> _任务说明 a_
根据原文摘录,代码先把最后的结果数据拼接成哪种格式,再写入HDFS?

> _原文摘录_
────────────────
Flink DataStream之Kafka数据写入HDFS,并分区到Hive

Flink DataStream之Kafka数据写入HDFS,并分区到Hive

因业务要求,我们需要从Kafka中读取数据,变换后最终Sink到业务的消息队列中,为保证数据的可靠性,我们同时对Sink的结果数据,进行保存。最终选择将流数据Sink到HDFS上,在Flink中,同时也提供了HDFS Connector。下面就介绍如何将流式数据写入HDFS,同时将数据load到Hive表中。

一、pom.xml文件配置
<dependency>
  <groupId>org.apache.flink</groupId>
  <artifactId>flink-connector-filesystem_2.11</artifactId>
  <version>1.8.0</version>
</dependency>
二、Flink DataStream代码

代码是将最后的结果数据,拼接成CSV格式,最后写入HDFS中。下面的逻辑在真实地业务中删除许多。仅保留有用对大家的代码。

public class RMQAndBucketFileConnectSink {
    public static void main(String[] args) throws Exception {
        StreamExecutionEnvironment env = StreamExecutionEnvironment.getExecutionEnvironment();
        env.setParallelism(1);


        Properties p = new Properties();
        p.setProperty("bootstrap.servers", "localhost:9092");
        SingleOutputStreamOperator<String> ds = env.addSource(new FlinkKafkaConsumer010<String>("user", new SimpleStringSchema(), p))
                .map(new MapFunction<String, User>() {
                    @Override
                    public User map(String value) throws Exception {
                        return new Gson().fromJson(value, User.class);
                    }
                })
                .assignTimestampsAndWatermarks(new AscendingTimestampExtractor<User>() {
                    @Override
                    public long extractAscendingTimestamp(User element) {
                        return element.createTime;
                    }
                })
                .map(new MapFunction<User, String>() {
                    @Override
                    public String map(User value) throws Exception {
                        return value.userId + "," + value.name + "," + value.age + "," + value.sex + "," + value.createTime + "," + value.updateTime;
                    }
                });


        // 写入RabbitMQ
        RMQConnectionConfig rmqConnectionConfig = new RMQConnectionConfig.Builder()
                .setHost("localhost")
────────────────
> _记录_
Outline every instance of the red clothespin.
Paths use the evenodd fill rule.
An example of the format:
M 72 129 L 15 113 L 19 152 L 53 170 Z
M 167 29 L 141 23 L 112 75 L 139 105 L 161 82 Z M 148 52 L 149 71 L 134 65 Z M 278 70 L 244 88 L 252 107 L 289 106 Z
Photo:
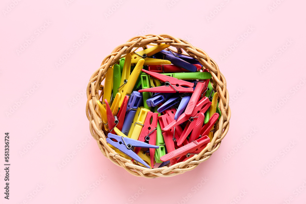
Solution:
M 207 105 L 209 104 L 208 103 L 207 104 Z M 207 109 L 208 109 L 208 108 L 207 108 Z M 202 125 L 203 125 L 203 123 L 201 120 L 203 121 L 203 122 L 204 122 L 204 118 L 202 119 L 202 117 L 204 115 L 204 113 L 205 113 L 205 111 L 206 111 L 206 110 L 205 109 L 202 109 L 200 111 L 199 113 L 197 113 L 194 117 L 192 117 L 189 118 L 189 121 L 186 125 L 186 127 L 184 129 L 184 131 L 183 132 L 183 133 L 180 136 L 180 139 L 179 139 L 178 141 L 177 141 L 178 145 L 181 146 L 182 145 L 184 141 L 187 138 L 187 137 L 189 135 L 189 134 L 192 131 L 192 132 L 194 131 L 198 132 L 200 131 L 202 127 Z M 197 126 L 196 125 L 198 120 L 199 119 L 200 119 L 199 122 L 200 123 L 202 123 L 202 125 L 200 127 L 198 125 L 198 126 Z M 200 135 L 200 134 L 199 133 L 199 135 L 198 135 L 198 137 Z M 195 136 L 193 136 L 195 137 Z M 188 141 L 188 142 L 189 143 L 190 142 L 190 141 L 192 141 L 194 140 L 194 138 L 193 139 L 191 140 L 189 140 Z
M 118 120 L 119 120 L 119 122 L 117 125 L 117 128 L 120 131 L 122 130 L 122 126 L 123 125 L 124 118 L 125 117 L 125 113 L 126 112 L 126 106 L 128 104 L 128 100 L 129 96 L 126 95 L 124 97 L 123 101 L 121 105 L 121 107 L 117 114 Z
M 155 145 L 156 144 L 156 136 L 157 134 L 156 129 L 157 128 L 157 117 L 158 113 L 152 113 L 149 111 L 147 115 L 146 120 L 144 124 L 144 127 L 141 129 L 138 140 L 141 142 L 145 141 L 148 141 L 149 144 Z M 152 119 L 152 123 L 151 119 Z M 136 154 L 138 154 L 140 149 L 140 147 L 136 147 L 134 151 Z M 150 158 L 151 159 L 151 166 L 153 167 L 154 155 L 155 154 L 155 150 L 150 148 Z
M 186 121 L 191 117 L 194 117 L 196 115 L 198 114 L 198 112 L 199 111 L 202 112 L 203 112 L 203 112 L 205 113 L 209 107 L 209 106 L 211 104 L 211 102 L 209 101 L 208 98 L 207 97 L 204 97 L 198 102 L 190 115 L 186 115 L 185 114 L 185 112 L 183 113 L 178 117 L 177 120 L 173 121 L 172 122 L 163 128 L 163 130 L 164 131 L 167 131 L 174 127 Z M 200 113 L 200 112 L 199 112 L 199 113 Z
M 203 92 L 207 88 L 209 82 L 209 80 L 206 80 L 205 82 L 200 81 L 197 82 L 196 88 L 185 110 L 185 114 L 186 115 L 189 116 L 191 114 L 192 110 L 202 95 Z
M 170 117 L 173 120 L 174 120 L 174 116 L 175 113 L 176 113 L 176 109 L 174 108 L 172 108 L 167 109 L 162 112 L 164 115 L 168 113 Z M 172 122 L 172 121 L 171 121 Z
M 164 111 L 162 113 L 164 115 L 166 115 L 168 113 L 170 118 L 170 119 L 168 120 L 169 121 L 169 122 L 171 123 L 174 120 L 174 117 L 176 113 L 176 109 L 174 108 L 172 108 L 166 110 Z M 180 125 L 177 125 L 175 127 L 175 135 L 174 135 L 174 138 L 176 139 L 178 139 L 179 138 L 180 135 L 182 135 L 182 134 L 183 133 L 183 129 L 182 128 L 182 127 L 181 127 Z M 176 135 L 178 136 L 177 137 Z M 177 140 L 176 140 L 177 142 Z M 183 144 L 184 145 L 188 143 L 188 141 L 187 140 L 184 140 L 183 143 Z M 174 143 L 174 145 L 175 146 L 176 148 L 178 148 L 180 146 L 181 146 L 182 145 L 181 144 L 180 145 L 179 145 L 177 143 Z
M 216 113 L 209 119 L 208 122 L 203 126 L 201 130 L 201 135 L 208 135 L 208 133 L 211 129 L 219 118 L 219 113 Z
M 161 157 L 160 160 L 163 161 L 166 161 L 182 156 L 185 156 L 188 158 L 192 154 L 198 154 L 206 147 L 207 143 L 209 142 L 210 139 L 207 135 L 201 137 L 197 139 L 192 141 L 186 145 L 180 147 L 174 151 L 169 152 Z M 181 161 L 181 159 L 179 161 Z
M 104 99 L 106 107 L 106 115 L 107 117 L 107 123 L 108 124 L 108 128 L 110 132 L 113 134 L 115 134 L 114 128 L 118 125 L 119 122 L 118 117 L 116 116 L 113 115 L 113 113 L 110 109 L 110 107 L 108 104 L 108 102 L 106 99 Z
M 155 72 L 149 72 L 141 69 L 143 72 L 149 74 L 163 82 L 165 86 L 161 86 L 157 87 L 141 89 L 139 92 L 152 92 L 152 93 L 193 93 L 192 87 L 194 84 L 186 81 L 177 79 L 175 78 Z M 183 87 L 182 86 L 186 87 Z
M 170 116 L 168 114 L 163 115 L 158 117 L 158 121 L 159 122 L 160 127 L 162 129 L 165 126 L 170 123 Z M 167 151 L 170 152 L 175 150 L 174 142 L 177 139 L 175 137 L 175 128 L 172 128 L 168 131 L 162 131 L 162 134 L 164 137 L 165 144 L 166 146 Z M 176 164 L 176 159 L 173 158 L 170 160 L 170 164 L 171 165 Z
M 204 113 L 200 113 L 199 117 L 197 118 L 194 128 L 191 132 L 191 134 L 189 137 L 189 139 L 188 140 L 189 143 L 191 143 L 197 139 L 200 136 L 200 133 L 202 128 L 202 126 L 203 125 L 203 123 L 204 122 L 205 117 Z
M 200 65 L 193 65 L 196 67 L 197 71 L 201 70 L 202 67 Z M 148 66 L 148 69 L 150 72 L 157 72 L 159 73 L 166 73 L 170 72 L 189 72 L 187 69 L 181 68 L 174 65 L 150 65 Z

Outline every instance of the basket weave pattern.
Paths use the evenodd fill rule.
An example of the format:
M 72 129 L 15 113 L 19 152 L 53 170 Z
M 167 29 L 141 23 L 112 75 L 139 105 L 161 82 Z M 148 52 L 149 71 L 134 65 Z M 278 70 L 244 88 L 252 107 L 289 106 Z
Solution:
M 171 46 L 168 49 L 175 52 L 184 50 L 189 55 L 197 59 L 203 68 L 208 69 L 211 74 L 213 87 L 218 93 L 219 107 L 222 114 L 215 128 L 213 137 L 210 143 L 197 155 L 190 157 L 188 160 L 169 167 L 148 169 L 125 158 L 110 148 L 106 142 L 107 133 L 102 129 L 103 121 L 97 104 L 97 100 L 103 98 L 103 86 L 101 83 L 105 77 L 108 68 L 111 67 L 120 58 L 128 53 L 132 53 L 139 47 L 146 48 L 150 44 L 166 43 Z M 182 54 L 182 53 L 180 53 Z M 170 177 L 192 170 L 201 163 L 208 159 L 220 146 L 221 141 L 228 131 L 231 111 L 229 106 L 229 96 L 226 89 L 226 80 L 220 72 L 217 64 L 202 50 L 194 47 L 186 40 L 177 38 L 167 34 L 159 35 L 148 35 L 137 36 L 130 39 L 125 43 L 115 48 L 111 54 L 106 57 L 100 67 L 93 74 L 87 86 L 87 102 L 86 114 L 89 121 L 91 133 L 96 139 L 98 146 L 104 155 L 116 165 L 122 167 L 130 173 L 137 176 L 152 178 Z

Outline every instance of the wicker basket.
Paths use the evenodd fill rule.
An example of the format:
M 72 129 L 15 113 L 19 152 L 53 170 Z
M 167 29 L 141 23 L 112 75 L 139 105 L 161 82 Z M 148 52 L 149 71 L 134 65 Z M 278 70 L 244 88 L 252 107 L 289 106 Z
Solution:
M 208 69 L 212 76 L 211 81 L 213 82 L 214 89 L 218 93 L 218 101 L 222 114 L 220 120 L 215 126 L 213 137 L 211 142 L 199 154 L 191 157 L 185 161 L 178 163 L 169 167 L 165 166 L 150 169 L 125 158 L 107 145 L 105 137 L 107 133 L 101 130 L 103 122 L 97 107 L 96 101 L 103 98 L 104 90 L 103 85 L 101 85 L 101 83 L 105 77 L 105 74 L 108 67 L 111 67 L 120 58 L 124 57 L 127 53 L 132 53 L 139 47 L 144 49 L 147 47 L 147 45 L 151 43 L 156 44 L 163 43 L 172 46 L 168 49 L 173 52 L 181 52 L 181 49 L 183 49 L 188 54 L 185 53 L 185 55 L 189 54 L 197 59 L 204 68 Z M 148 178 L 160 176 L 168 177 L 192 170 L 200 163 L 208 159 L 212 153 L 218 149 L 221 141 L 225 136 L 229 128 L 229 122 L 231 116 L 230 109 L 229 106 L 229 97 L 226 89 L 226 81 L 219 70 L 218 65 L 202 50 L 194 47 L 186 40 L 167 34 L 159 35 L 148 35 L 135 37 L 115 48 L 111 54 L 104 58 L 101 66 L 90 77 L 87 86 L 87 95 L 88 99 L 86 114 L 89 121 L 90 132 L 97 141 L 101 151 L 114 163 L 124 168 L 133 175 L 137 176 Z

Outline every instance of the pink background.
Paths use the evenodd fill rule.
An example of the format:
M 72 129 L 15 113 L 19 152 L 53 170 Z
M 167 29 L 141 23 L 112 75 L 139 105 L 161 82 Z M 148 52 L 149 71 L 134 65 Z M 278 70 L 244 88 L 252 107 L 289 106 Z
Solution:
M 10 199 L 2 192 L 0 202 L 304 203 L 306 3 L 68 1 L 1 3 L 0 165 L 6 132 L 11 165 Z M 188 40 L 217 62 L 232 115 L 207 161 L 149 180 L 100 152 L 90 136 L 83 91 L 115 47 L 136 35 L 163 33 Z

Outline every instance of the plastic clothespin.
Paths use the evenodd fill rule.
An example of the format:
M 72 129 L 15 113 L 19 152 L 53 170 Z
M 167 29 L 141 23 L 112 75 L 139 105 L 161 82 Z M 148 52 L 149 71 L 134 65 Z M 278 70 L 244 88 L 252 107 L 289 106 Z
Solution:
M 123 86 L 128 82 L 128 80 L 131 73 L 131 54 L 128 53 L 125 56 L 125 58 L 123 61 L 120 59 L 120 69 L 122 69 L 122 74 L 120 82 L 120 86 L 119 90 L 123 89 Z M 122 65 L 122 62 L 123 64 Z M 119 91 L 118 90 L 118 91 Z
M 180 96 L 175 95 L 173 96 L 157 109 L 157 112 L 162 113 L 180 102 Z
M 159 148 L 158 146 L 152 145 L 131 139 L 128 137 L 116 135 L 110 133 L 109 133 L 107 135 L 107 137 L 108 138 L 106 139 L 106 141 L 108 143 L 118 148 L 120 151 L 137 162 L 142 164 L 147 168 L 150 168 L 150 166 L 139 156 L 133 151 L 132 149 L 134 147 L 136 147 L 154 149 Z M 115 142 L 111 139 L 115 139 L 117 142 Z
M 200 62 L 198 61 L 196 59 L 193 57 L 189 57 L 189 56 L 186 56 L 183 54 L 179 54 L 178 53 L 172 53 L 176 55 L 177 57 L 180 57 L 182 59 L 186 61 L 187 62 L 189 62 L 191 64 L 196 64 L 197 65 L 199 65 L 200 66 L 201 66 L 202 65 L 200 63 Z
M 185 156 L 189 157 L 192 154 L 197 154 L 194 152 L 202 148 L 209 142 L 209 138 L 207 135 L 201 137 L 195 140 L 188 144 L 186 145 L 175 150 L 160 158 L 160 160 L 163 161 L 170 160 L 177 157 Z
M 172 121 L 174 120 L 174 117 L 176 113 L 176 109 L 174 107 L 170 108 L 167 109 L 166 109 L 162 112 L 162 113 L 164 115 L 167 113 L 169 115 L 169 116 L 172 119 L 171 122 L 172 122 Z
M 204 108 L 201 109 L 200 111 L 200 112 L 196 115 L 194 117 L 192 117 L 189 118 L 189 121 L 188 121 L 187 124 L 186 125 L 186 127 L 184 129 L 183 133 L 181 135 L 180 135 L 180 138 L 177 141 L 178 146 L 181 146 L 183 143 L 186 138 L 187 138 L 189 134 L 192 132 L 194 131 L 196 132 L 200 132 L 200 131 L 201 128 L 202 127 L 202 125 L 203 125 L 203 123 L 202 123 L 202 124 L 200 127 L 199 126 L 197 126 L 197 124 L 199 123 L 202 123 L 202 121 L 203 121 L 204 113 L 205 113 L 205 111 L 206 111 L 206 110 L 208 109 L 208 106 L 210 105 L 210 103 L 208 103 L 206 106 L 204 106 L 205 108 L 207 107 L 207 109 Z M 198 120 L 199 119 L 199 118 L 201 120 L 200 120 L 199 123 L 198 123 Z M 195 133 L 194 134 L 195 134 L 196 133 Z M 200 134 L 199 133 L 198 136 L 200 135 Z M 195 135 L 194 136 L 195 137 L 196 136 Z M 192 140 L 193 140 L 193 139 Z M 192 140 L 191 141 L 192 141 Z
M 200 65 L 194 64 L 196 67 L 197 71 L 201 70 L 202 67 Z M 152 72 L 164 73 L 173 72 L 186 72 L 190 71 L 185 69 L 174 65 L 152 65 L 148 66 L 148 70 Z
M 171 64 L 171 62 L 168 60 L 148 57 L 169 46 L 170 45 L 166 45 L 163 43 L 137 52 L 134 53 L 132 55 L 131 63 L 133 64 L 136 64 L 140 60 L 144 59 L 145 62 L 144 65 L 145 66 L 157 65 L 170 65 Z
M 121 96 L 121 98 L 122 98 L 122 96 Z M 123 99 L 123 102 L 122 103 L 122 106 L 121 108 L 118 111 L 117 116 L 118 120 L 119 120 L 119 122 L 117 124 L 117 128 L 121 130 L 122 129 L 122 126 L 123 125 L 123 122 L 124 121 L 124 118 L 125 117 L 125 113 L 126 113 L 126 106 L 127 105 L 128 101 L 129 100 L 129 96 L 125 96 Z
M 142 108 L 140 109 L 139 115 L 138 116 L 137 121 L 134 124 L 134 130 L 131 136 L 131 138 L 134 139 L 138 140 L 139 135 L 141 132 L 141 129 L 144 126 L 144 124 L 147 117 L 148 112 L 150 111 L 146 108 Z
M 151 76 L 156 78 L 160 81 L 165 82 L 165 86 L 157 87 L 153 87 L 145 89 L 141 89 L 139 92 L 152 92 L 153 93 L 192 93 L 192 87 L 194 84 L 193 83 L 181 80 L 164 75 L 161 74 L 151 72 L 144 69 L 142 69 L 143 72 L 147 73 Z M 184 86 L 187 87 L 183 87 Z
M 136 114 L 137 108 L 142 99 L 142 97 L 140 95 L 140 93 L 137 91 L 133 91 L 130 97 L 126 106 L 125 117 L 121 130 L 122 132 L 126 135 L 129 133 L 133 120 Z
M 120 71 L 120 65 L 115 64 L 113 67 L 114 69 L 114 82 L 113 85 L 112 101 L 115 98 L 115 96 L 118 93 L 120 85 L 121 74 Z
M 200 111 L 205 112 L 209 107 L 209 106 L 211 104 L 211 102 L 209 101 L 208 98 L 204 97 L 198 102 L 190 115 L 186 115 L 185 114 L 185 112 L 183 113 L 178 117 L 177 120 L 173 121 L 169 125 L 163 128 L 163 130 L 164 131 L 167 131 L 174 127 L 190 119 L 190 117 L 194 117 L 198 114 L 198 111 Z
M 136 113 L 135 114 L 135 116 L 134 116 L 134 118 L 133 119 L 133 122 L 131 125 L 131 127 L 130 128 L 130 130 L 129 131 L 129 133 L 127 135 L 126 135 L 128 136 L 128 137 L 131 138 L 131 137 L 132 135 L 132 133 L 133 133 L 133 131 L 134 131 L 134 128 L 135 127 L 135 123 L 137 121 L 137 118 L 138 118 L 138 116 L 139 115 L 140 110 L 142 108 L 143 108 L 143 107 L 138 107 L 137 108 L 137 110 L 136 111 Z
M 116 134 L 117 134 L 118 135 L 119 135 L 120 136 L 122 136 L 123 137 L 127 137 L 127 136 L 125 135 L 122 133 L 122 132 L 120 130 L 119 130 L 119 129 L 115 127 L 114 128 L 114 130 L 115 131 L 115 132 L 116 132 Z M 111 147 L 113 148 L 115 150 L 115 151 L 116 151 L 116 152 L 118 153 L 119 154 L 123 157 L 124 158 L 127 159 L 129 159 L 130 160 L 132 160 L 132 159 L 130 158 L 129 157 L 127 156 L 125 154 L 122 154 L 122 153 L 119 150 L 118 150 L 118 149 L 116 148 L 115 148 L 114 147 L 111 145 L 110 145 L 109 144 L 108 144 L 109 146 L 110 146 Z M 151 161 L 150 157 L 148 156 L 147 154 L 145 151 L 144 151 L 140 149 L 140 151 L 138 153 L 137 155 L 139 156 L 139 157 L 140 157 L 141 158 L 141 159 L 142 159 L 143 160 L 145 161 L 146 163 L 148 164 L 149 165 L 150 165 L 150 166 L 151 166 L 151 165 L 150 164 Z M 143 165 L 144 166 L 144 165 Z M 154 166 L 154 165 L 152 166 Z
M 150 107 L 156 106 L 162 102 L 167 100 L 173 95 L 173 93 L 160 93 L 156 94 L 147 100 L 147 104 Z
M 189 137 L 188 142 L 190 143 L 193 140 L 196 139 L 200 136 L 200 133 L 204 122 L 204 113 L 201 113 L 199 115 L 199 117 L 196 120 L 195 125 L 192 129 L 191 134 Z
M 138 140 L 141 142 L 148 141 L 149 144 L 155 145 L 156 144 L 156 130 L 157 127 L 157 117 L 158 113 L 149 111 L 147 115 L 146 121 L 144 124 L 144 127 L 141 130 Z M 151 122 L 151 119 L 152 122 Z M 136 148 L 134 151 L 136 154 L 140 150 L 140 148 Z M 151 165 L 154 165 L 154 154 L 155 150 L 150 149 Z
M 106 110 L 105 108 L 102 105 L 102 104 L 100 101 L 98 100 L 97 101 L 97 103 L 98 105 L 98 107 L 99 107 L 99 109 L 100 110 L 100 113 L 101 114 L 101 117 L 102 118 L 102 120 L 104 124 L 104 126 L 105 128 L 105 130 L 108 131 L 109 129 L 108 128 L 108 124 L 107 122 L 107 116 L 106 113 Z
M 159 53 L 157 53 L 154 56 L 162 57 L 171 61 L 172 64 L 176 65 L 178 67 L 187 69 L 192 72 L 196 71 L 197 69 L 196 67 L 193 65 L 182 59 L 178 55 L 176 55 L 176 53 L 170 51 L 165 50 L 161 51 Z
M 119 102 L 121 97 L 120 93 L 117 93 L 115 97 L 112 106 L 110 106 L 110 110 L 113 113 L 113 115 L 116 116 L 118 114 L 118 111 L 119 108 Z
M 147 74 L 142 74 L 140 75 L 141 80 L 141 86 L 143 89 L 148 88 L 150 87 L 150 82 L 149 80 L 149 76 Z M 147 103 L 147 100 L 151 97 L 151 94 L 148 92 L 144 92 L 142 93 L 142 97 L 144 99 L 144 106 L 147 109 L 150 109 L 150 107 Z
M 205 96 L 208 98 L 211 101 L 212 100 L 212 97 L 214 94 L 215 92 L 214 92 L 214 88 L 212 87 L 211 83 L 209 81 L 207 86 L 207 90 L 205 92 Z M 205 114 L 205 118 L 204 119 L 204 124 L 206 124 L 208 122 L 210 117 L 209 111 L 208 111 L 206 112 Z
M 213 114 L 216 113 L 217 110 L 217 104 L 218 102 L 218 93 L 216 92 L 214 95 L 212 100 L 211 101 L 211 106 L 209 108 L 209 116 L 210 117 L 212 116 Z M 219 117 L 219 114 L 218 114 L 218 117 Z M 211 140 L 212 139 L 213 135 L 214 134 L 214 127 L 212 127 L 211 129 L 211 131 L 207 135 L 210 138 Z
M 110 104 L 111 98 L 112 90 L 113 90 L 113 78 L 114 70 L 111 67 L 109 67 L 105 75 L 105 81 L 103 89 L 104 93 L 103 94 L 103 100 L 102 104 L 105 108 L 105 100 L 106 99 L 107 103 L 109 104 Z
M 185 109 L 187 107 L 187 105 L 190 100 L 191 97 L 190 96 L 185 96 L 182 98 L 180 105 L 177 108 L 177 109 L 175 113 L 174 117 L 174 120 L 177 120 L 177 118 L 183 113 Z
M 201 135 L 208 135 L 211 130 L 214 128 L 214 125 L 217 122 L 218 117 L 219 114 L 217 113 L 212 115 L 209 119 L 208 122 L 204 125 L 201 129 Z
M 203 80 L 211 78 L 211 74 L 209 72 L 189 72 L 186 73 L 165 73 L 162 74 L 166 76 L 183 80 Z
M 125 61 L 126 62 L 126 59 L 125 59 Z M 121 107 L 121 104 L 123 101 L 123 97 L 125 96 L 126 95 L 130 95 L 132 93 L 134 87 L 135 85 L 138 77 L 140 73 L 141 68 L 142 67 L 142 65 L 143 65 L 144 62 L 144 60 L 140 59 L 139 60 L 138 63 L 137 63 L 137 64 L 136 65 L 136 66 L 135 67 L 134 70 L 133 70 L 131 75 L 129 77 L 127 82 L 123 87 L 123 88 L 119 89 L 119 92 L 121 94 L 121 100 L 120 100 L 119 103 L 119 107 Z
M 174 108 L 171 108 L 165 110 L 162 112 L 164 115 L 168 114 L 169 115 L 170 118 L 167 117 L 167 119 L 168 120 L 169 123 L 171 123 L 174 120 L 174 117 L 175 116 L 175 113 L 176 112 L 176 109 Z M 175 126 L 175 132 L 174 134 L 174 139 L 175 141 L 177 141 L 179 138 L 179 135 L 181 135 L 183 134 L 183 129 L 182 127 L 180 125 L 177 125 Z M 183 144 L 184 145 L 188 143 L 188 141 L 187 140 L 185 140 L 183 142 Z M 177 145 L 176 143 L 174 143 L 174 145 L 176 146 L 176 147 Z M 179 147 L 177 146 L 177 147 Z
M 170 117 L 168 114 L 163 115 L 158 117 L 158 121 L 159 122 L 159 124 L 160 125 L 160 127 L 162 129 L 170 122 Z M 168 152 L 172 152 L 175 150 L 174 142 L 176 141 L 177 139 L 175 137 L 175 129 L 173 128 L 168 131 L 162 132 L 166 148 Z M 176 164 L 176 159 L 175 158 L 170 160 L 170 163 L 171 165 Z
M 124 65 L 124 61 L 125 60 L 125 57 L 121 58 L 119 61 L 119 65 L 120 65 L 120 75 L 122 75 L 122 72 L 123 70 L 123 66 Z
M 110 132 L 114 134 L 115 131 L 114 130 L 114 128 L 118 125 L 119 120 L 117 116 L 113 115 L 113 113 L 110 109 L 110 105 L 108 105 L 107 101 L 106 99 L 104 100 L 104 101 L 105 102 L 106 106 L 106 113 L 107 117 L 108 128 L 110 129 Z
M 207 135 L 204 136 L 204 137 L 205 137 L 206 138 L 207 138 L 207 139 L 209 139 L 209 138 L 208 136 Z M 204 148 L 205 148 L 206 147 L 206 146 L 207 146 L 207 144 L 208 143 L 205 143 L 205 144 L 204 144 L 204 145 L 203 145 L 200 147 L 199 148 L 198 150 L 196 150 L 195 151 L 193 152 L 192 154 L 187 154 L 187 156 L 189 156 L 188 157 L 186 156 L 186 155 L 183 155 L 183 156 L 181 156 L 180 158 L 177 159 L 177 163 L 178 163 L 178 162 L 181 162 L 181 161 L 184 161 L 187 160 L 188 158 L 189 158 L 189 157 L 190 156 L 191 156 L 191 154 L 199 154 L 200 153 L 200 152 L 202 150 L 203 150 L 203 149 Z
M 157 113 L 157 109 L 155 108 L 154 110 L 155 113 Z M 160 116 L 161 114 L 158 113 L 158 117 Z M 155 161 L 158 163 L 160 163 L 162 162 L 160 161 L 160 157 L 166 154 L 166 149 L 165 148 L 165 141 L 164 141 L 164 138 L 162 134 L 162 128 L 159 124 L 159 122 L 157 121 L 157 126 L 156 128 L 156 145 L 159 146 L 159 148 L 155 150 L 155 154 L 154 157 Z
M 157 87 L 160 86 L 162 85 L 162 84 L 158 80 L 156 79 L 155 78 L 152 77 L 152 76 L 150 76 L 150 84 L 151 85 L 151 88 L 153 88 L 153 87 Z
M 207 73 L 207 72 L 203 72 Z M 196 106 L 196 104 L 201 98 L 201 95 L 204 91 L 205 88 L 205 83 L 203 82 L 198 81 L 196 88 L 193 91 L 193 93 L 191 95 L 188 104 L 185 110 L 185 114 L 187 116 L 190 116 L 192 113 L 192 111 Z

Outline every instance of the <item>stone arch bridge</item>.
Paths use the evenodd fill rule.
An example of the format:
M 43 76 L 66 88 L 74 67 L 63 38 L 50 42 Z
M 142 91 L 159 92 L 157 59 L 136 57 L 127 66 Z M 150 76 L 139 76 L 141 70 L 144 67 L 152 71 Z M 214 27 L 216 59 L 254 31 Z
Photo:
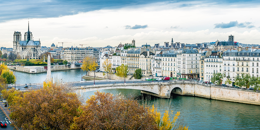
────────────────
> _任务说明 b_
找出记录中所有包含字符串“basket”的行,并逐行照抄下来。

> _完整解答 a_
CSV格式。

> _完整解答 b_
Outline every instance of the basket weave pattern.
Outline every instance of the wicker basket.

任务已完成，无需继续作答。